- WHAT IS EXPECTED
Put the lines from the start of the material up to and including the line with "<point>217,302</point>" into a numbered list, skipping any blank lines.

========================================

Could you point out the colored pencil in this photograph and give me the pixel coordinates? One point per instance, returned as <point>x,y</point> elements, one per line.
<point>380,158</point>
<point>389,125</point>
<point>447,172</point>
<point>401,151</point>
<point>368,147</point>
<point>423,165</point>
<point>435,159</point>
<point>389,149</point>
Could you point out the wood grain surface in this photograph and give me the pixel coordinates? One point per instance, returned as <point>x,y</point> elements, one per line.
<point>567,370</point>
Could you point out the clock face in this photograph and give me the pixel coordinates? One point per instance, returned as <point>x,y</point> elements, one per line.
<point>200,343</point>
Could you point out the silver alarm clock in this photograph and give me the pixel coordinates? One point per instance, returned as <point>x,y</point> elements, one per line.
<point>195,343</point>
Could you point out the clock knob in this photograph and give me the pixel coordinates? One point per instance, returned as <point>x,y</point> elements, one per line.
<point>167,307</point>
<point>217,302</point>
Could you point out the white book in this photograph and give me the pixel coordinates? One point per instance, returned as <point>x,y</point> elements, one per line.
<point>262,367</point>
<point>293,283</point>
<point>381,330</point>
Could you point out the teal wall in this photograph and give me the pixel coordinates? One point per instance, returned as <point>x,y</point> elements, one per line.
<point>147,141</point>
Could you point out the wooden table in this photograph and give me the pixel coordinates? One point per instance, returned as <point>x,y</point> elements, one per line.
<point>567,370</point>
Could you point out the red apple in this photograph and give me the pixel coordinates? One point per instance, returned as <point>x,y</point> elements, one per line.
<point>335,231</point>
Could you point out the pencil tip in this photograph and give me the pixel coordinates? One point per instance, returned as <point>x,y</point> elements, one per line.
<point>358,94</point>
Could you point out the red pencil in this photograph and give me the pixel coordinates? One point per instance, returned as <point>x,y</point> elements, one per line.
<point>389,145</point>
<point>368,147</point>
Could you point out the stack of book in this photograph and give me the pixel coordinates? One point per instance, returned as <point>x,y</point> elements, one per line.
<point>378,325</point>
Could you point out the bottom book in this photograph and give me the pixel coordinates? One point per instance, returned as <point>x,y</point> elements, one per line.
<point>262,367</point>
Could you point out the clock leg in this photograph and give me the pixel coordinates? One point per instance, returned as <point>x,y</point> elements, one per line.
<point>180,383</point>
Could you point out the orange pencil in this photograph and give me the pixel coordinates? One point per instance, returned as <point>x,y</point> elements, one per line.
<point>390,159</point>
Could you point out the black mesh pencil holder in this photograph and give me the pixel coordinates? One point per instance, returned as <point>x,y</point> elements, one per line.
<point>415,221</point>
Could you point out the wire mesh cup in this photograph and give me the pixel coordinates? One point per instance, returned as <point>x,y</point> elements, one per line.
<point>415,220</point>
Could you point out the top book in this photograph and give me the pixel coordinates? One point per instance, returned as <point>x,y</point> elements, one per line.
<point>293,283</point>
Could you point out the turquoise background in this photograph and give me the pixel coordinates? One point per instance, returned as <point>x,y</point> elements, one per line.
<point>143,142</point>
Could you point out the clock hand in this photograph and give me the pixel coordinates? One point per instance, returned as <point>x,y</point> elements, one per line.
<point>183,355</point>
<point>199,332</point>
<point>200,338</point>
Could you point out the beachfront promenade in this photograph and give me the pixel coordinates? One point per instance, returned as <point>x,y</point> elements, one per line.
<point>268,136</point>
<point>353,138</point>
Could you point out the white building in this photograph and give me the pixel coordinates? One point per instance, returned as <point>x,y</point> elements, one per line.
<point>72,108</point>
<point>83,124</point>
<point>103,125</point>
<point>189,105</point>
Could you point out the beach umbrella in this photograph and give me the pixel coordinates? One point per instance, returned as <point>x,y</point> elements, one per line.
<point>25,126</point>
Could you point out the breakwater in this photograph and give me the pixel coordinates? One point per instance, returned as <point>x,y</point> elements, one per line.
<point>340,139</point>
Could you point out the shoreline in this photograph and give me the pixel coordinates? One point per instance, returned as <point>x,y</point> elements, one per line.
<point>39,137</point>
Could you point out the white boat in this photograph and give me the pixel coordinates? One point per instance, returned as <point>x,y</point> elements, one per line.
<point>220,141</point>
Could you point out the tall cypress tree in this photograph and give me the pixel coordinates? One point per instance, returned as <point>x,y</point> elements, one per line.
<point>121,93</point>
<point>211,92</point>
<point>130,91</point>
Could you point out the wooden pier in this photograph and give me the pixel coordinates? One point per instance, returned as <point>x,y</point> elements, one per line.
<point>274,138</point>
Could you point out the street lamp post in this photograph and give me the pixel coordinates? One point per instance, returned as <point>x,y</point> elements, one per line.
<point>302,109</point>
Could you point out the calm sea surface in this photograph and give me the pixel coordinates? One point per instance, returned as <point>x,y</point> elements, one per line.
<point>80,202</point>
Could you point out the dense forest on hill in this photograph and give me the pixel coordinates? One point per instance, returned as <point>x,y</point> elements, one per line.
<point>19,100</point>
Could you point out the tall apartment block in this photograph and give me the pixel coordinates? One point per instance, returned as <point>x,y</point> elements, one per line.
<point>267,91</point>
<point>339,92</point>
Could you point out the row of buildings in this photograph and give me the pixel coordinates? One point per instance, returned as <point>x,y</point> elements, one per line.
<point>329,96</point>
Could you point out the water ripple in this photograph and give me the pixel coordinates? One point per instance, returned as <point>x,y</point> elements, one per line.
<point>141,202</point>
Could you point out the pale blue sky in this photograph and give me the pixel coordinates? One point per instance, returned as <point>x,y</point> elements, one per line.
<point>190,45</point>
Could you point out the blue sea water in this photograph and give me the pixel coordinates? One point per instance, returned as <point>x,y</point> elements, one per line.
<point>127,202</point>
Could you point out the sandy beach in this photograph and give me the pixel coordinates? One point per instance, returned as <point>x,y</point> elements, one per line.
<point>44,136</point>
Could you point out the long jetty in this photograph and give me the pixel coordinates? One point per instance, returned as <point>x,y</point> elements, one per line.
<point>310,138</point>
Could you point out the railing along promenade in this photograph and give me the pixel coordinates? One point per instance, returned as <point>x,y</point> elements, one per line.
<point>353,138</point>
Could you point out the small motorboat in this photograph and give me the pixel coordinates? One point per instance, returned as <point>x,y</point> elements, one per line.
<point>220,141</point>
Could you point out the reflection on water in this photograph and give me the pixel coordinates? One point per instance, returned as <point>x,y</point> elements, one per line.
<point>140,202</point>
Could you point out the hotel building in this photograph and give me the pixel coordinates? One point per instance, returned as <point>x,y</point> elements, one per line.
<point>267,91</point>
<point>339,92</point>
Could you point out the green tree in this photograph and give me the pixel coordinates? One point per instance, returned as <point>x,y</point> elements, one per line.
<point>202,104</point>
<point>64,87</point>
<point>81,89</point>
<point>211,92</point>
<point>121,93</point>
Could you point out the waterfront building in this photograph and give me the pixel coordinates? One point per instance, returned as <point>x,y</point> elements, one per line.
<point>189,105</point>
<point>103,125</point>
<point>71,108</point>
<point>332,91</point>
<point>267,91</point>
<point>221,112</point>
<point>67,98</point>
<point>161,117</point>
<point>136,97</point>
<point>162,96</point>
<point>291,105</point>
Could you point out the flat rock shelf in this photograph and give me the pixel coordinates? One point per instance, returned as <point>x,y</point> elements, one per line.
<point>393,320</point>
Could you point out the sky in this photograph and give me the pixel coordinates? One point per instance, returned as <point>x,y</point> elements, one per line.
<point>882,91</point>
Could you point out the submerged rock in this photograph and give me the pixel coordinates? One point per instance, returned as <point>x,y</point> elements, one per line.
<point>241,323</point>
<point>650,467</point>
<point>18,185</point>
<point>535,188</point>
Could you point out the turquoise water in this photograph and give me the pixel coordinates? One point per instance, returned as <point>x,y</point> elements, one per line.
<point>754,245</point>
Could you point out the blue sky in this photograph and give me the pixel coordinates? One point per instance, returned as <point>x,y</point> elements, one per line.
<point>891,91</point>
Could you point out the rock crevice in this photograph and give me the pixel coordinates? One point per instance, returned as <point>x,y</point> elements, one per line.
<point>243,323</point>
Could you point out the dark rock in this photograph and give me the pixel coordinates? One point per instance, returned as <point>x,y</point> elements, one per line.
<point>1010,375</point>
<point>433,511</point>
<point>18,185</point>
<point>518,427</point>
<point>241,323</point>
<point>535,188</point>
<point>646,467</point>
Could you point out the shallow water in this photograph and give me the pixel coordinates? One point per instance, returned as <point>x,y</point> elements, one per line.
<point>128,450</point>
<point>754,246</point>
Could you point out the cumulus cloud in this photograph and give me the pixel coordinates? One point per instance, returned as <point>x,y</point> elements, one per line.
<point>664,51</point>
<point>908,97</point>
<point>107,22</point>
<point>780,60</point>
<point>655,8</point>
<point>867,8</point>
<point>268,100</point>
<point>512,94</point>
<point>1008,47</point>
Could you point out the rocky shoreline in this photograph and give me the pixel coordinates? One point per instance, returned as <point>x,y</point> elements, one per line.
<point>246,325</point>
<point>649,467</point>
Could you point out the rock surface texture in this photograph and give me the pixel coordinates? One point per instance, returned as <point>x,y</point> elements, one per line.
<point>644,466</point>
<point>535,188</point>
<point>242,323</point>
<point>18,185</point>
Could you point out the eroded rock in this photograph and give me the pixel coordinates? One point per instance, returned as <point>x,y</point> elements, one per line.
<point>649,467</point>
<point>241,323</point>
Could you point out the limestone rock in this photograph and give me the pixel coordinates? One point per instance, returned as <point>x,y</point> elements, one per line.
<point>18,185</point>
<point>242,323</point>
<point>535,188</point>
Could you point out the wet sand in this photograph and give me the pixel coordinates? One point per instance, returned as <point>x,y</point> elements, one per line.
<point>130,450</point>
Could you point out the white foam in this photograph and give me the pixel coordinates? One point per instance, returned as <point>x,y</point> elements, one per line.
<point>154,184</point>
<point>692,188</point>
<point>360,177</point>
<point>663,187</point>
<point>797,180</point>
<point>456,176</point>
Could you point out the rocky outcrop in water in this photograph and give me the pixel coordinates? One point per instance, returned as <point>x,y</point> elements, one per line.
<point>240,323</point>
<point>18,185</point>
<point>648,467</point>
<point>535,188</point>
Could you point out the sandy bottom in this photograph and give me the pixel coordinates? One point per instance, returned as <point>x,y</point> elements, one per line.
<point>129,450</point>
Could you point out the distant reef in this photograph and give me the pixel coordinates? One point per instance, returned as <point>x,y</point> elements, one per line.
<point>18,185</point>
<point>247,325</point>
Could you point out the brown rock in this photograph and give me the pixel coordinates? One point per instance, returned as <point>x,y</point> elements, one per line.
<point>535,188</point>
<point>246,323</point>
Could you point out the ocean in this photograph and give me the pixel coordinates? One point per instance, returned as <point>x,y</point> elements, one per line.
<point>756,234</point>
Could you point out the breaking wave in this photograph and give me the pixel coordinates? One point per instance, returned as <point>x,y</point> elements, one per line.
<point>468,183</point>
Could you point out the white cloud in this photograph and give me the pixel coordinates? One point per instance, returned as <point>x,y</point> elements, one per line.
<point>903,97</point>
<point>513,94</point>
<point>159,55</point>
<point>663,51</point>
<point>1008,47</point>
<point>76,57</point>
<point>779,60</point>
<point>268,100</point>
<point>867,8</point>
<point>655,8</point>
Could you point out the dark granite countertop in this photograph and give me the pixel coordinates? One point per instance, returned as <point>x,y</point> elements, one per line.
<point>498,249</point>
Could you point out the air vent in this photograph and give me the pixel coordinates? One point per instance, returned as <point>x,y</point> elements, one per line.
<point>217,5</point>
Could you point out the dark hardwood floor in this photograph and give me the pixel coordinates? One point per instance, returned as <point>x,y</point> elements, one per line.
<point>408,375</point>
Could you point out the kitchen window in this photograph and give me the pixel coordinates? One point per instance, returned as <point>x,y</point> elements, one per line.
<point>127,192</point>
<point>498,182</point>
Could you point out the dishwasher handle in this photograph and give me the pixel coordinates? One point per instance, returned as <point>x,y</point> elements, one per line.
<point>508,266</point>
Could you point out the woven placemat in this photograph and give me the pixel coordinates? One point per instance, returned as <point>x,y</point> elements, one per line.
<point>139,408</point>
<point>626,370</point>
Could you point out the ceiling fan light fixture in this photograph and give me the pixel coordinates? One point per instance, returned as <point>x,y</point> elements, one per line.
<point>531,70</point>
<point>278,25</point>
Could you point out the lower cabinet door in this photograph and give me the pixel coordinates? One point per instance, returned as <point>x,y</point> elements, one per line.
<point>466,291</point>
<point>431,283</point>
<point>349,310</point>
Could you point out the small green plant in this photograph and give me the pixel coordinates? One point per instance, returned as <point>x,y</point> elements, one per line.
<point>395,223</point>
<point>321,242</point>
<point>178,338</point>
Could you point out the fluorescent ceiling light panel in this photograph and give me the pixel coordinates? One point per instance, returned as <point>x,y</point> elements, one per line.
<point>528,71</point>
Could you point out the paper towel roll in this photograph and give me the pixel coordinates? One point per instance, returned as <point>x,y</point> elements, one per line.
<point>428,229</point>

========================================

- TASK RESPONSE
1. Could you point out the colored pencil in this photograph and give me the pixel coordinates? One point per instance, returned as <point>x,y</point> elements, one per line.
2. <point>380,158</point>
3. <point>389,125</point>
4. <point>447,172</point>
5. <point>401,151</point>
6. <point>368,147</point>
7. <point>423,165</point>
8. <point>435,159</point>
9. <point>389,149</point>
10. Could you point out the wood grain surface in this photograph and give me the pixel coordinates? One point per instance, returned as <point>x,y</point> elements, one per line.
11. <point>567,370</point>
12. Could you point out the clock face in this photograph and give me the pixel coordinates? One point per instance, returned as <point>x,y</point> elements, one per line.
13. <point>200,343</point>
14. Could you point out the silver alarm clock in this photograph and give me the pixel coordinates? One point per instance, returned as <point>x,y</point> elements, one per line.
15. <point>195,343</point>
16. Could you point out the clock knob in this photograph and give me the pixel coordinates? One point per instance, returned as <point>x,y</point> elements, one per line.
17. <point>167,307</point>
18. <point>217,302</point>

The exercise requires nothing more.